(Qué se pide): Según el texto proporcionado, ¿cómo le calentaba la abuela la cama al narrador?

(Texto proporcionado):
%%

Hay que decir que el resto de la casa estaba realmente gélida. Aunque los muros eran gruesos, las ventanas tenían sus desajustes y a pesar de que con burletes y trapos se intentaba taponar todas las rendijas, el frío se colaba de todas maneras. El transitar del salón al dormitorio era toda una decisión y recuerdo haberme acostado vestido en muchos días de invierno y desvestirme y ponerme el pijama dentro de la cama una vez entrado en calor. Lo de echarse abajo de la cama por las mañana era todo un acto heroico. En alguna ocasión en que me quedé solo con mi abuela, esta me calentaba la cama metiendo por unos instantes el brasero en ella, con el peligro de que hubiéramos podido salir ardiendo. Cosas de antes.

%%

(Datos registrados):
%%

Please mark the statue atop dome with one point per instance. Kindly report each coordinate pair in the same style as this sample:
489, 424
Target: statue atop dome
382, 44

%%

(Solución del ejercicio): Metiendo por unos instantes el brasero en la cama.